__Problem requirements__.
In the article about Giant Eagle's GetGo c-stores, how many Indiana c-stores did Ricker Oil have when Giant Eagle acquired it?

__Excerpted text__.
· · ·

Polly Flinn has a message for any privately owned c-store chains looking to sell: Join the Giant Eagle family.

“This isn’t a transaction for us; we want to welcome people into our family,” says Flinn, who has led Giant Eagle’s GetGo Cafe & Market c-store operations since 2016 after a career that included figuring out fuel for Walmart and rolling out retail and marketing for BP.

“One great thing about the c-store sector is it’s usually family-owned businesses, and it’s been grown this way,” Flinn says. “This is one family that’s looking for another family. Hopefully we’ve been able to demonstrate with the Rickers transaction that that’s how we like to do business.”

When supermarket and c-store heavyweight Giant Eagle Inc. acquired Ricker Oil in 2018, many industry watchers were surprised by the match. But Ricker’s 56 Indiana c-stores fit hand in glove with Giant Eagle, which already had several GetGo Cafe & Market c-stores in the area. And its foodservice-centric, tech-savvy culture paralleled that of the fresh-forward supermarket giant. Giant Eagle has fresh food in its DNA, Flinn says, which can benefit other c-store operators who have not been able to realize their foodservice ambitions through their current capabilities or capital.

“Those who are interested in having their business join a family … and would like to see their portfolio grow into a food-first c-store offer, we have a really strong track record and differentiating offer that other acquirers in marketplace don’t have,” she says.

GetGo, which has more than 200 c-stores in western Pennsylvania, Ohio, northern West Virginia, Maryland and Indiana, plans to add to the count, both organically and through acquisition. It has a pipeline of new sites planned, with a focus on 2-acre sites that can support a 5,000- to 6,000-square-foot store, about 60 parking spaces and perhaps a car wash. Potential acquisitions would ideally offer something similar, although the Ricker’s acquisition has given Giant Eagle the confidence that it can insert its GetGo Cafe & Market kitchen into sites as small as 3,000 square feet and get a quick return on investment. These aggressive growth plans demonstrate Giant Eagle’s bullish take on c-stores’ future chances.

“This is the golden moment for the small format,” Flinn says. “It’s up to us as innovators to really understand how … we maximize consumers who are moving forward and not really caring about the box that carries these things.”

· · ·

[Referring expression data]
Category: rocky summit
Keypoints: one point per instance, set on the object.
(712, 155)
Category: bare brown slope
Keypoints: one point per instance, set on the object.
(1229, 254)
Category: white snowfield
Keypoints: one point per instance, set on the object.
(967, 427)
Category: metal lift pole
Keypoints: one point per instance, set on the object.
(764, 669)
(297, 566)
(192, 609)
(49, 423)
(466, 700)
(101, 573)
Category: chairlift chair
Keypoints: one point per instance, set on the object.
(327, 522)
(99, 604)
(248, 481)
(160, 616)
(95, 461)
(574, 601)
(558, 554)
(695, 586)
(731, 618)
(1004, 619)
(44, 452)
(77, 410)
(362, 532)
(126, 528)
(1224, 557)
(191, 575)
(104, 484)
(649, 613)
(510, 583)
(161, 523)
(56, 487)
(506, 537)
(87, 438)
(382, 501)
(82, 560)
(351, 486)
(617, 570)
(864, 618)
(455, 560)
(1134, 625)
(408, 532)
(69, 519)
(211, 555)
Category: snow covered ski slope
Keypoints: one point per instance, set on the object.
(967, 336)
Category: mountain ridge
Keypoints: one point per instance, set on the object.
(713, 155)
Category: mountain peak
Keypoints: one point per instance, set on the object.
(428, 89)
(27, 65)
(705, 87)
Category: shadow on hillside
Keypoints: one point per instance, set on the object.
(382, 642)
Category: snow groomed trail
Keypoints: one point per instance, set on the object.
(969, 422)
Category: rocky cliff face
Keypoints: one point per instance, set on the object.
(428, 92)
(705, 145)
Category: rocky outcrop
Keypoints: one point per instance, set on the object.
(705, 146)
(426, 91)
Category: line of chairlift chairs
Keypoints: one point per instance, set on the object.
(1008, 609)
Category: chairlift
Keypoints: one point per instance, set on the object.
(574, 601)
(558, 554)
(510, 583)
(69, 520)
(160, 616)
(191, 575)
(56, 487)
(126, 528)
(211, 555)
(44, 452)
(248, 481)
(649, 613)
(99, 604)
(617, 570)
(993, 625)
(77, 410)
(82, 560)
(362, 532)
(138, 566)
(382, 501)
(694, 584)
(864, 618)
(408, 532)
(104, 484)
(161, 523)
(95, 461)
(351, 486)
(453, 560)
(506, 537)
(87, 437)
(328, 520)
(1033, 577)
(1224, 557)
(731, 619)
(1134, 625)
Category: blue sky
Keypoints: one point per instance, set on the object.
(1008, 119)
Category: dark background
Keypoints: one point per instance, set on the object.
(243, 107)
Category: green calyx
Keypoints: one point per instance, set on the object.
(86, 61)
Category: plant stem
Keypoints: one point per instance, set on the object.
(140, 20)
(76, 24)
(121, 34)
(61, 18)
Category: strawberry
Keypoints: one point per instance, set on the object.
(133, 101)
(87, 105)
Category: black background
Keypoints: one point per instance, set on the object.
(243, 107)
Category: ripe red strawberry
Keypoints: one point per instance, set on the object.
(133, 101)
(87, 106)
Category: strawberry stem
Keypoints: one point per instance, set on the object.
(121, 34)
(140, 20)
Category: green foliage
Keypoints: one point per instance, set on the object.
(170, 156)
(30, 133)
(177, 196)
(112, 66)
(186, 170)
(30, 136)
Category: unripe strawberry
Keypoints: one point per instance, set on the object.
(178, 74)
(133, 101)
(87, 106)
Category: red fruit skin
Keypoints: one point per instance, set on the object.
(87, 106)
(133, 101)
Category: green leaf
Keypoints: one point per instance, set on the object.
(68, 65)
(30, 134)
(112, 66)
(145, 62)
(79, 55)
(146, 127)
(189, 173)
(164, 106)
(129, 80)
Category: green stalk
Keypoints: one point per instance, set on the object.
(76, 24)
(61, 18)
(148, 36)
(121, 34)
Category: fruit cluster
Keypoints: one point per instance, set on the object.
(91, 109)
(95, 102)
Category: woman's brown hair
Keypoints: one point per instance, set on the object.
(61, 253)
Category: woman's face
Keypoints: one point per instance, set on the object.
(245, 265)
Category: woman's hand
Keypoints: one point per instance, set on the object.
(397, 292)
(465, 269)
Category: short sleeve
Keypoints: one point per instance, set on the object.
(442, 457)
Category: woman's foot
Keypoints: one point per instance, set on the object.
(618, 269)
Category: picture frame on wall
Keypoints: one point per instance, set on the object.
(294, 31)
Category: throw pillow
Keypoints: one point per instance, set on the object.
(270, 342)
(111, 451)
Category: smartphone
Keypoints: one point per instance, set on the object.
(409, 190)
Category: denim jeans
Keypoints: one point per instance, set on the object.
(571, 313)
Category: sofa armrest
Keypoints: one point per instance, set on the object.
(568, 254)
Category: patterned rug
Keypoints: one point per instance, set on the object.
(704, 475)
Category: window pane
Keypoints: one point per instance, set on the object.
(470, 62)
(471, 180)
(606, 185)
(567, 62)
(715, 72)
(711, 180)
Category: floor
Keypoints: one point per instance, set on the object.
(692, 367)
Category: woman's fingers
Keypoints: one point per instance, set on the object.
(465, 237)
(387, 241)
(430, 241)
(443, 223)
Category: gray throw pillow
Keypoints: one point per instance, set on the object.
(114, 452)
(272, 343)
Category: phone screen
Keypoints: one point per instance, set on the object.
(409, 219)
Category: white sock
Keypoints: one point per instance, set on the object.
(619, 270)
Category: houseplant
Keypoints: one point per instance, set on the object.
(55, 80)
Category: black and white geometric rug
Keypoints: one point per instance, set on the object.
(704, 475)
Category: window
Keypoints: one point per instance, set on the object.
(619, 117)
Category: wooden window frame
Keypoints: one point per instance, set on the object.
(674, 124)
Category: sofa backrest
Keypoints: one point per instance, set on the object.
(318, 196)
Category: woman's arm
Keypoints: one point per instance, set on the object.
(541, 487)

· · ·

__Output for this exercise__.
56